▸ **What you should do**
Extract every line of the material below and reproduce it faithfully.

▸ **Data to use**
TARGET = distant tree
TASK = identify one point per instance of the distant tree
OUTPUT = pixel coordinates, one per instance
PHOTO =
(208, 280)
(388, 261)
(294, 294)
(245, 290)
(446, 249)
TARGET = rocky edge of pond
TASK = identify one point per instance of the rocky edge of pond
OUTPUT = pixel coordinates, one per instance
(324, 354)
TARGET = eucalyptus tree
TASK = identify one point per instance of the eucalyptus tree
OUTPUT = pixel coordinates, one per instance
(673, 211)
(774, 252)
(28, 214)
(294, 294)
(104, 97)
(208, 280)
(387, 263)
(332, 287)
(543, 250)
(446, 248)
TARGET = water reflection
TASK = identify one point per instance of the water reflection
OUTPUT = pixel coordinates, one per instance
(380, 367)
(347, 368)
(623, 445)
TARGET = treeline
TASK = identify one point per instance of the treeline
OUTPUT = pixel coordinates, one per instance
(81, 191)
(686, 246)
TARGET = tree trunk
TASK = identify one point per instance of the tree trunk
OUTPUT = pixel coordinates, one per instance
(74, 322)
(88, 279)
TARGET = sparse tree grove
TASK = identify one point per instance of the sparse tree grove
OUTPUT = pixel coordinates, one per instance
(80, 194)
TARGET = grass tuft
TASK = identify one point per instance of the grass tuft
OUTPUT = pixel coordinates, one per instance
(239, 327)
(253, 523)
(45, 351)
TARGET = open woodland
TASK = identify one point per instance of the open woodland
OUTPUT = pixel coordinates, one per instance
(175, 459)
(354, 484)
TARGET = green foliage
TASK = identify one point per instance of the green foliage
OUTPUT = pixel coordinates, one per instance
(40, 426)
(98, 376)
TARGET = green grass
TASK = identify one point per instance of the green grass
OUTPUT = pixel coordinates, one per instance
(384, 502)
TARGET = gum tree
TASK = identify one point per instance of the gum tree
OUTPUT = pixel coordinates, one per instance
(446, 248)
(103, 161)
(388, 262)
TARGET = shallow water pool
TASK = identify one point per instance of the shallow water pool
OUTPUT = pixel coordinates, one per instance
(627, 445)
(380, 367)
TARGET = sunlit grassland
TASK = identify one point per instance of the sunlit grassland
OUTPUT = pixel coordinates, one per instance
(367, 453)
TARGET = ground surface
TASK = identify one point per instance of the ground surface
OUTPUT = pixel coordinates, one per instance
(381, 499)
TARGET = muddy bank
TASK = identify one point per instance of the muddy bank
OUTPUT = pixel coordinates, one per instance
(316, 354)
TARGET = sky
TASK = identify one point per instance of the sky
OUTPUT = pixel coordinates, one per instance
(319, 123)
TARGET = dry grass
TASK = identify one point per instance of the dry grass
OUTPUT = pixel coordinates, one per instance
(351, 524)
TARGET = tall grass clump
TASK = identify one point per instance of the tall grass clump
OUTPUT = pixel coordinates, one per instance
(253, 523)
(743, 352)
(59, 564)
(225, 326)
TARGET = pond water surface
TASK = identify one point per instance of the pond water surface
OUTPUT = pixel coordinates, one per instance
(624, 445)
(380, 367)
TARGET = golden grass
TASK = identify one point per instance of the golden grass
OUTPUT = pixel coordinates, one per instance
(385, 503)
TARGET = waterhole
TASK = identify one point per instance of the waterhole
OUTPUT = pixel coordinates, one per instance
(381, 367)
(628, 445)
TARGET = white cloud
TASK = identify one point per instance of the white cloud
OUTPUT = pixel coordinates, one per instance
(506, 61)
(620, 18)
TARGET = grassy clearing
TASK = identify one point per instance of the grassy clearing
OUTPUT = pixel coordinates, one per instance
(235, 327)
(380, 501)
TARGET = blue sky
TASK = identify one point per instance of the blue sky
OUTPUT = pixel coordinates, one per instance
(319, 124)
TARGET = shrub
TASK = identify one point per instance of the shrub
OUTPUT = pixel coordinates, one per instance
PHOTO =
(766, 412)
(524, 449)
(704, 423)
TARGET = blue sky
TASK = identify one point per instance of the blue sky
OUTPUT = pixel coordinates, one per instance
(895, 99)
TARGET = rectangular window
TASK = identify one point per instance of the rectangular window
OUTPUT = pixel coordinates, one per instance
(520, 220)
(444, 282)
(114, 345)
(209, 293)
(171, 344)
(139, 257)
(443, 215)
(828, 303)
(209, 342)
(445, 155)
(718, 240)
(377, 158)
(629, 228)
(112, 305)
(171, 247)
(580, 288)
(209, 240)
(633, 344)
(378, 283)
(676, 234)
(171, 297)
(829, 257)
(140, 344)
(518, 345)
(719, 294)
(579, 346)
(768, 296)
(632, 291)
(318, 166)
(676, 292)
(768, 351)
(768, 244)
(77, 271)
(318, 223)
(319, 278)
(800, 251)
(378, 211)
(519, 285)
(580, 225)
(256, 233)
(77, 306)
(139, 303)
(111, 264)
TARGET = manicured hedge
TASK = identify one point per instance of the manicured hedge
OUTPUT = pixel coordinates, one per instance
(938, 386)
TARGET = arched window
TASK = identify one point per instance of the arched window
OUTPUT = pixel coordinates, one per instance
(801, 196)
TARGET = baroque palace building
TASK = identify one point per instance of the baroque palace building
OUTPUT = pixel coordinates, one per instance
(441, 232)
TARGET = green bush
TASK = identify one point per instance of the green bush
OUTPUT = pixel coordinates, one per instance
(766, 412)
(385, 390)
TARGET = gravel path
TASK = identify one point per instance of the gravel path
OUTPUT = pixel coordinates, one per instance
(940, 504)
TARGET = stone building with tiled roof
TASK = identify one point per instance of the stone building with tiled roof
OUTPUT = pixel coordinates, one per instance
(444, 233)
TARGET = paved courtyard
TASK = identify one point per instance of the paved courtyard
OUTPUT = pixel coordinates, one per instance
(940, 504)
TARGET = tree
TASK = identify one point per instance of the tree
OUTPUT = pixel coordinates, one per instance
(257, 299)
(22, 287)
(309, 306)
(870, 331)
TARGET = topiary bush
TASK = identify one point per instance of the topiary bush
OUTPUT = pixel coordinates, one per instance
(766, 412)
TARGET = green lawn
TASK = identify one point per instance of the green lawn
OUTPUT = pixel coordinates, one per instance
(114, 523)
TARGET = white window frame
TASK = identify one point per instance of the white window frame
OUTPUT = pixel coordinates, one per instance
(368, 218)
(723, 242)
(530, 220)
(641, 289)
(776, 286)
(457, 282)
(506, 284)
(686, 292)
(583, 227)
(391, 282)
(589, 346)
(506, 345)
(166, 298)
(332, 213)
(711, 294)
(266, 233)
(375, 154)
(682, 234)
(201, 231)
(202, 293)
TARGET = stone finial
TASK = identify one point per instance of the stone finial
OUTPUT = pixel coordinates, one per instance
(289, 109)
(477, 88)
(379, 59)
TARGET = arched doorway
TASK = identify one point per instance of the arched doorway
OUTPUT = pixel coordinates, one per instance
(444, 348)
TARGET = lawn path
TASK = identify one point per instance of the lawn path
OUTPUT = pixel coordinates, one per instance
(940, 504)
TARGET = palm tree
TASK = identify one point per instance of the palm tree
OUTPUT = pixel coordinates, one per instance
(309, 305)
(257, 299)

▸ **The output**
TARGET = distant tree
TASK = identify one point per instance of the distant tree
OUTPUT = pixel coordinates, one per instance
PHOTO =
(208, 280)
(388, 261)
(294, 294)
(245, 290)
(446, 249)
TARGET = rocky edge of pond
TASK = identify one point per instance of the rocky edge of pond
OUTPUT = pixel coordinates, one per instance
(324, 354)
TARGET = eucalyptus tree
TASK = identify one point per instance of the eucalyptus tree
OUTPUT = pixel coordinates, one per instance
(673, 211)
(774, 252)
(28, 214)
(294, 294)
(104, 97)
(208, 280)
(387, 263)
(332, 287)
(543, 250)
(446, 248)
TARGET = water reflection
TASK = identify one point per instance of the water reflection
OUTPUT = pixel coordinates, one per instance
(380, 367)
(347, 368)
(623, 445)
TARGET = treeline
TASK = identify one point per instance of the treeline
OUTPUT = pixel coordinates, one per instance
(81, 191)
(686, 246)
TARGET = tree trunk
TASK = identify one point per instance of the tree trunk
OUTPUT = pixel coordinates, one per instance
(74, 322)
(88, 279)
TARGET = sparse tree grove
TASK = identify one point per instance of the sparse tree grove
OUTPUT = pixel coordinates, one per instance
(80, 194)
TARGET = grass tuft
TASK = identify one point per instance of the grass tuft
OUTPUT = pixel coordinates, one per instance
(239, 327)
(253, 523)
(45, 351)
TARGET = open woodland
TASK = identify one point per instance of the open woodland
OUTPUT = pixel coordinates, one per instance
(175, 459)
(354, 484)
TARGET = green foliage
TASK = identify one point per instance of the green foliage
OUTPUT = pixel coordinates, one per instance
(40, 426)
(98, 376)
TARGET = green grass
TASK = identify one point per instance of the green grass
OUTPUT = pixel coordinates, one per instance
(384, 502)
TARGET = gum tree
TASK = identify one point per instance of the gum tree
OUTPUT = pixel coordinates, one per instance
(446, 248)
(103, 161)
(388, 262)
TARGET = shallow water pool
TASK = identify one point per instance of the shallow water pool
OUTPUT = pixel coordinates, one per instance
(627, 445)
(380, 367)
TARGET = sunlit grassland
TASK = identify one point per instance of the sunlit grassland
OUTPUT = pixel coordinates, one per instance
(367, 453)
TARGET = ground surface
TASK = identify one point per instance of the ground surface
OUTPUT = pixel coordinates, one per instance
(381, 499)
TARGET = muddy bank
TASK = identify one point per instance of the muddy bank
OUTPUT = pixel coordinates, one per instance
(316, 354)
TARGET = sky
TASK = identify one point per instance of the sky
OUTPUT = pixel coordinates, one per instance
(319, 123)
TARGET = dry grass
TASK = identify one point per instance of the dry grass
OUTPUT = pixel coordinates, one per instance
(351, 524)
TARGET = tall grass clump
TASK = identify one point per instance of the tall grass clump
OUTPUT = pixel coordinates, one per instance
(253, 523)
(743, 352)
(59, 564)
(225, 326)
TARGET = pond water surface
TASK = identify one point per instance of the pond water surface
OUTPUT = pixel coordinates, one per instance
(624, 445)
(380, 367)
TARGET = golden grass
TASK = identify one point per instance of the golden grass
OUTPUT = pixel coordinates, one per instance
(385, 503)
TARGET = waterhole
TASK = identify one point per instance of the waterhole
OUTPUT = pixel coordinates, one per instance
(381, 367)
(628, 445)
TARGET = white cloud
TASK = identify one point per instance of the white cloud
OUTPUT = pixel coordinates, one per instance
(506, 61)
(620, 18)
TARGET = grassy clearing
TASK = identify one point per instance of the grassy clearing
OUTPUT = pixel coordinates, one per instance
(235, 327)
(380, 501)
TARGET = blue sky
TASK = identify one point per instance of the blue sky
OUTPUT = pixel coordinates, one per instance
(319, 124)
TARGET = shrub
TASK = identify one point per instance of the shrub
OUTPUT = pixel coordinates, one per instance
PHOTO =
(766, 412)
(524, 449)
(704, 423)
TARGET = blue sky
TASK = identify one point per instance of the blue sky
OUTPUT = pixel coordinates, one per instance
(895, 99)
TARGET = rectangular window
TASK = identify one point per instance of the rectangular window
OUTPUT = pixel coordinates, one per instance
(520, 220)
(444, 282)
(114, 345)
(209, 293)
(171, 344)
(139, 257)
(443, 215)
(828, 303)
(209, 342)
(445, 155)
(718, 240)
(377, 158)
(629, 228)
(112, 305)
(171, 247)
(580, 288)
(209, 240)
(633, 344)
(378, 283)
(676, 234)
(171, 297)
(829, 257)
(140, 344)
(518, 345)
(719, 294)
(579, 346)
(768, 296)
(632, 291)
(318, 166)
(676, 292)
(768, 351)
(768, 244)
(77, 271)
(318, 223)
(319, 278)
(800, 251)
(378, 211)
(519, 285)
(580, 225)
(256, 233)
(77, 306)
(139, 303)
(111, 264)
TARGET = manicured hedge
TASK = identify one point per instance of the manicured hedge
OUTPUT = pixel coordinates, one per instance
(938, 386)
TARGET = arched window
TASK = identify one point per instance of the arched window
OUTPUT = pixel coordinates, one per instance
(801, 196)
TARGET = baroque palace building
TASK = identify one point per instance of the baroque palace building
OUTPUT = pixel coordinates, one per instance
(441, 232)
TARGET = green bush
TASK = identify one point per instance of the green bush
OUTPUT = pixel coordinates, one per instance
(766, 412)
(385, 390)
TARGET = gravel path
TASK = identify one point per instance of the gravel path
OUTPUT = pixel coordinates, one per instance
(940, 504)
TARGET = stone building with tiled roof
TASK = identify one point per instance of the stone building with tiled roof
OUTPUT = pixel coordinates, one per instance
(444, 233)
TARGET = paved courtyard
TASK = identify one point per instance of the paved courtyard
OUTPUT = pixel coordinates, one per instance
(940, 504)
TARGET = tree
TASK = identify one point per instance of the tree
OUTPUT = pixel coordinates, one per instance
(257, 299)
(22, 287)
(309, 306)
(870, 331)
TARGET = topiary bush
TASK = identify one point per instance of the topiary bush
OUTPUT = pixel coordinates, one per instance
(766, 412)
TARGET = green lawn
TASK = identify one point per instance of the green lawn
OUTPUT = pixel coordinates, one per instance
(114, 523)
TARGET = white window frame
TASK = identify one point per instance of the white window frame
OUTPUT = pixel coordinates, one per instance
(368, 218)
(723, 242)
(530, 220)
(641, 289)
(776, 286)
(457, 282)
(506, 284)
(686, 292)
(583, 227)
(391, 282)
(589, 346)
(506, 345)
(166, 298)
(332, 213)
(711, 294)
(266, 233)
(375, 154)
(682, 234)
(201, 231)
(202, 293)
TARGET = stone finial
TASK = identify one point per instance of the stone finial
OUTPUT = pixel coordinates, one per instance
(289, 109)
(477, 88)
(379, 59)
TARGET = arched doorway
TASK = identify one point per instance of the arched doorway
OUTPUT = pixel coordinates, one per instance
(444, 348)
TARGET = lawn path
TASK = identify one point per instance of the lawn path
OUTPUT = pixel coordinates, one per instance
(940, 504)
TARGET = palm tree
TASK = identify one point per instance of the palm tree
OUTPUT = pixel coordinates, one per instance
(309, 305)
(257, 299)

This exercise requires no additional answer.